§ **CONSEGNA A**
Rispondi in base al brano su Alessandro Melis, una risposta per riga:
(i) Per quale motivo la 17a Biennale di Architettura di Venezia è stata spostata all'anno successivo?
(ii) In quale disciplina resta ancorata l'idea di architettura e città di Melis?
(iii) Che cosa occorre per progettare, secondo le parole di Melis?
§ **CONSEGNA B**
Elenca tutti i dati che il brano su Alessandro Melis fornisce sull'incontro in cui è ospite d'onore: la data, il momento della giornata, il luogo, il titolo e la manifestazione che lo ospita.

§ **TESTO DI RIFERIMENTO**
========

Paesaggio urbano. Serve una nuova alleanza ecologica tra uomo e natura
Le città del futuro possono diventare luoghi migliori solo se si imparerà la resilienza, cioè la capacità di imparare dalle criticità. Il 22 settembre appuntamento a Solidaria con Alessandro Melis, curatore del padiglione Italia alla 17a Biennale d'architettura di Venezia.
Alessandro Melis, curatore del Padiglione Italia alla 17a Biennale di Architettura di Venezia, spostata all’anno prossimo a causa della pandemia, dentro a Solidaria sarà l’ospite d’onore dell’incontro in programma la sera del 22 in sala Zairo di piazza Salvemini 20 dal titolo “In quale paesaggio urbano vivere”.
Melis potrebbe essere definito un visionario, se non fosse che la sua idea di architettura e città si tiene saldamente ancorata dentro la biologia e, quindi, dentro le regole che ci determinano almeno dal punto di vista fisico. «Mi serve la biologia – spiega il professor Melis – per costruire una prospettiva perché per progettare occorre la transdisciplinarietà che ci consente di costruire delle idee sul futuro della città che siano resilienti, cioè che ci consentano un adattamento dal punto di vista strategico».

========

§ **MATERIALE FORNITO**
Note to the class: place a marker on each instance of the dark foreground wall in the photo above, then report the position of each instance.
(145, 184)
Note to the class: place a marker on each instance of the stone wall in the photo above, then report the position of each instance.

========

§ **RISPOSTA ATTESA A**
(i) A causa della pandemia.
(ii) Nella biologia.
(iii) La transdisciplinarietà.

§ **RISPOSTA ATTESA B**
- Data: 22 settembre
- Momento della giornata: la sera
- Luogo: sala Zairo di piazza Salvemini 20
- Titolo: "In quale paesaggio urbano vivere"
- Manifestazione: Solidaria